Saved data entries:

+++++

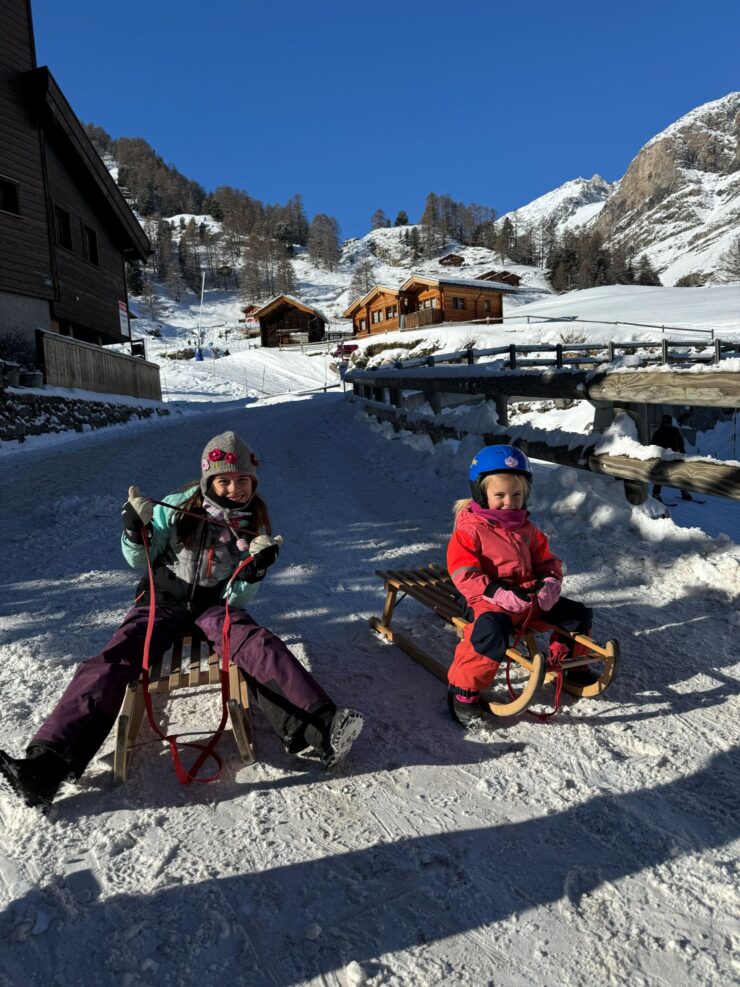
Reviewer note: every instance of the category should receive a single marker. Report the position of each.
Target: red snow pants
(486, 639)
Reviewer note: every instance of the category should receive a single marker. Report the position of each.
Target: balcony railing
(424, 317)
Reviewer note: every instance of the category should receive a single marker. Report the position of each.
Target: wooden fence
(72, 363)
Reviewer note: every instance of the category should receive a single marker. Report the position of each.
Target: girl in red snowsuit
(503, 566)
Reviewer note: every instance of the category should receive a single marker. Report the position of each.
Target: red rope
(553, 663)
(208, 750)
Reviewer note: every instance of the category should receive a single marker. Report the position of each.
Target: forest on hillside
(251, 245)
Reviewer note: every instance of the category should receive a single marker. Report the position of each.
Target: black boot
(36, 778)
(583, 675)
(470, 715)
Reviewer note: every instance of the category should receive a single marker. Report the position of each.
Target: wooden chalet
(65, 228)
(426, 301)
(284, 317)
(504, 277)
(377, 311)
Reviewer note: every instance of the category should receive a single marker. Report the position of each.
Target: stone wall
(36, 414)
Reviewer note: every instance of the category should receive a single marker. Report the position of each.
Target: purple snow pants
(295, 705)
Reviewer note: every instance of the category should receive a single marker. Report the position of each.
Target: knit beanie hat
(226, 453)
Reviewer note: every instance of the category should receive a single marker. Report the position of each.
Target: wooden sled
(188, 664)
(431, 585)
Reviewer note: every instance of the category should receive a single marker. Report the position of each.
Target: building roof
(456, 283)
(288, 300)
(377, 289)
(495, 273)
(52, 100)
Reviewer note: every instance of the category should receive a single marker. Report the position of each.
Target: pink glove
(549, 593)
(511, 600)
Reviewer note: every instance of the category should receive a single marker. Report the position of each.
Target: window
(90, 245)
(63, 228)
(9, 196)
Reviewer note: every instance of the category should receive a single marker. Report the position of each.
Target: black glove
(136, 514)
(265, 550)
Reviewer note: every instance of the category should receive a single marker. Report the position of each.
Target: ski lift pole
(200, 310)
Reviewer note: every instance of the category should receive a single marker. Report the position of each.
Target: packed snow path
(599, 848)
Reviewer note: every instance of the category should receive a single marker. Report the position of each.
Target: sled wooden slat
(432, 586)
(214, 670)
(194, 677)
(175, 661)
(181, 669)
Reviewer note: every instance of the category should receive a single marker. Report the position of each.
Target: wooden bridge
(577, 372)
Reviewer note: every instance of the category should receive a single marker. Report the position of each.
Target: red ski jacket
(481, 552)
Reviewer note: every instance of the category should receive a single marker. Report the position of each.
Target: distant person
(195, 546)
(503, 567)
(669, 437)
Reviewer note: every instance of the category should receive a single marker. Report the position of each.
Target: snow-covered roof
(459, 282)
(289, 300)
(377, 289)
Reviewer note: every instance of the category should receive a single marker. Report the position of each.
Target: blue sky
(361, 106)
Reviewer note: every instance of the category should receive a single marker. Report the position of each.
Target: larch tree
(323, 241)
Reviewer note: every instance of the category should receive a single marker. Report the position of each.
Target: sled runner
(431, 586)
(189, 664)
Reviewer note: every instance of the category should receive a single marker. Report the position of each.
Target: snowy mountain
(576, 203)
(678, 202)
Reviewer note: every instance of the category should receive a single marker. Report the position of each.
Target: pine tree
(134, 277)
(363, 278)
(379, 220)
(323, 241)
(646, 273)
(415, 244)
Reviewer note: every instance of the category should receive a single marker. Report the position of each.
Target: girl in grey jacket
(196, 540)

+++++

**The task**
Please gather every line of the material that contains the string "roof". Case counts.

**Correct answer**
Target: building roof
Target: snow-covered roof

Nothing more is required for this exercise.